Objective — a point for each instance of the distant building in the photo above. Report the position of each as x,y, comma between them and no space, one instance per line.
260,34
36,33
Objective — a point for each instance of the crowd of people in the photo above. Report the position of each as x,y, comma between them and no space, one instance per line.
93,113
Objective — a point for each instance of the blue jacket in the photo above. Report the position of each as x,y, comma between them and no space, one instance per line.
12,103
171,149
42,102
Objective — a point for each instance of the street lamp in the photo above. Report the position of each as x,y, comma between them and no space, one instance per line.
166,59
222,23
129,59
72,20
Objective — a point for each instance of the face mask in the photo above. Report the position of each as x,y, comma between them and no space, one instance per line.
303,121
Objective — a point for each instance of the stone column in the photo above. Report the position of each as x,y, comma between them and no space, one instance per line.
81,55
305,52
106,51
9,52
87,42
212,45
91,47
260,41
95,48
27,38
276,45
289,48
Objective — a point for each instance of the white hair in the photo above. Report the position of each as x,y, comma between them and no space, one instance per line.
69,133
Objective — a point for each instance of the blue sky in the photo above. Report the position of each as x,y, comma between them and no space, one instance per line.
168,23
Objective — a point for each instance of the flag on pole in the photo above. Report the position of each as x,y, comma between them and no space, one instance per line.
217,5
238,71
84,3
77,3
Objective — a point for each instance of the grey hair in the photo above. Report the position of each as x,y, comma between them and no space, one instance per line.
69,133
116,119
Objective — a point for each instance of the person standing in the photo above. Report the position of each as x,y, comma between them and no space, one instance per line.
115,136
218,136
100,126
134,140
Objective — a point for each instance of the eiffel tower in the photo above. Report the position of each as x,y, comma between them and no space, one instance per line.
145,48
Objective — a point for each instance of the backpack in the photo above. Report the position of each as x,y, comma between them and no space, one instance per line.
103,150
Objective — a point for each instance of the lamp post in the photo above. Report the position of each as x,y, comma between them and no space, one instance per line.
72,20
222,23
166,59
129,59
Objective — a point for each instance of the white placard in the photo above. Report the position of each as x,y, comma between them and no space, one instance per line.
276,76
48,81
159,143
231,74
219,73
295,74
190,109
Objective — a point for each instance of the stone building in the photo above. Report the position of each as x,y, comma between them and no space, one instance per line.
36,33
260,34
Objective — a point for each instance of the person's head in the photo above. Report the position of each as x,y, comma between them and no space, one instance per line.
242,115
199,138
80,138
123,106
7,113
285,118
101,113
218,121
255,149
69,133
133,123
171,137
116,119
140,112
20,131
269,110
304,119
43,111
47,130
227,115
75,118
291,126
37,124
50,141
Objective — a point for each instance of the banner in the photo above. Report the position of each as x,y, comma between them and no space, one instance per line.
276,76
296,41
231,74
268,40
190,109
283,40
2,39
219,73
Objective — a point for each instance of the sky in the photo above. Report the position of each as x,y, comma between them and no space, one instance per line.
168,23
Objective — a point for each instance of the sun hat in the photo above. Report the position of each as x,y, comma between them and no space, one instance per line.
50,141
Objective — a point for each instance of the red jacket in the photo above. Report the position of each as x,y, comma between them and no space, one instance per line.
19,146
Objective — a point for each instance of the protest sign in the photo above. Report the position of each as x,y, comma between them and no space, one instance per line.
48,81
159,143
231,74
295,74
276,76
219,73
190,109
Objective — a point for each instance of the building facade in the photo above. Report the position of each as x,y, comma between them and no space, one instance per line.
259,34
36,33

**Work to be completed**
Print the records above in full, exactly.

**Task response**
Objective — a point for each instance of the distant building in the photo above. Report the position of each as x,y, comma between them and no space, one instance per line.
260,34
36,33
Objective — a point for each instance of the crowd of people in the photo above. Report the position of each as x,y, comma between them and no space, one instance per line.
93,113
Objective — a point for each instance of the blue jacket in the photo above. Report the position of each as x,y, comma between them and no space, one instance per line.
12,103
171,149
42,102
Objective — a point for each instance of the street lamp in the photo above. Report the position of each as x,y, comma between them and no space, one instance per line.
166,59
222,23
129,59
72,20
Objective — a point for each instance of the face mask in the photo above. Report the position of each as x,y, comma between them and no space, one instance per line.
303,121
Objective — a point for each instance of the stone column in the photo above. Report the position of each as x,y, comma between them and no space, one instance per line.
81,55
305,52
106,51
9,52
87,42
212,45
91,47
260,41
95,48
27,38
276,45
289,48
Objective — a point for each instance of the white hair in the photo above. Report the position of each as x,y, comma between them and no space, one instance per line.
69,133
Objective — a point for each instance of the blue sky in the photo above. Report the position of each as x,y, comma between them and no space, one instance per line.
168,23
Objective — a point for each instance of the flag on pole in the photo above. Report the position of each as x,y, comma between them and no space, one instance per line.
217,5
238,71
84,3
77,3
Objective — a point for each instance of the grey hair in the photo above. Report the position of each as x,y, comma between them and no space, one instance per line.
69,133
116,119
Objective — a point for each instance of the person standing in the photo above. Report the position of each as x,y, comma between them and no space, one instance per line.
115,136
218,136
100,126
134,140
Objective — a point for each instance of the eiffel tower in the photo above. Report the position of each as x,y, comma between them and no space, one instance per line.
145,48
Objective — a point for each instance of the backpack in the photo above. Report the position of each as x,y, comma between them and no space, one instance per line.
103,150
Objective — a point for each instance of the lamp post in the photo above. Report the position of each as x,y, comma between them and no space, one instance per line.
72,20
222,23
166,59
129,59
Objective — a point for each instance of the white placard in the photo above. Report the position of each as x,y, comma between them and no space, one instance per line.
276,76
48,81
159,143
231,74
219,73
295,74
190,109
Objective — a point for each instance of the stone building in the photo above. Report the position of each as x,y, comma between them and no space, one instance per line.
36,33
260,34
Objective — a point for each instance of the person's head in the photo above. Report the position of each as x,y, comma between them and no space, one instance per line.
242,115
199,138
80,138
123,106
7,113
285,118
101,113
218,121
255,149
69,133
133,123
171,137
116,119
140,112
20,131
269,110
304,119
43,111
47,130
227,115
75,118
291,126
37,124
50,141
Objective — a point for each instance of the banner in the photo above. Report the position of each as x,y, comma between them and no space, one instance per line.
276,76
296,41
231,74
268,40
190,109
283,40
2,39
219,73
Objective — a point for each instance of the sky in the photo above. Report the position of each as x,y, comma between them and no space, one instance per line.
168,23
Objective — a point for each instance of the sun hat in the photo above. Report the position of each as x,y, comma between them and no space, one instance per line.
50,141
Objective — a point for each instance of the red jacket in the photo above. Report the position of each as x,y, comma between them and no space, one instance per line.
19,146
Objective — a point for each instance of the protest sign in the photo above. Report the position of each as x,y, comma between them and no space, one instance per line.
48,81
159,143
231,74
295,74
276,76
219,73
190,109
Objective — a point for each instance of the building facade in the photo above. Report the position of each as x,y, comma between them and no space, one instance per line.
259,34
36,33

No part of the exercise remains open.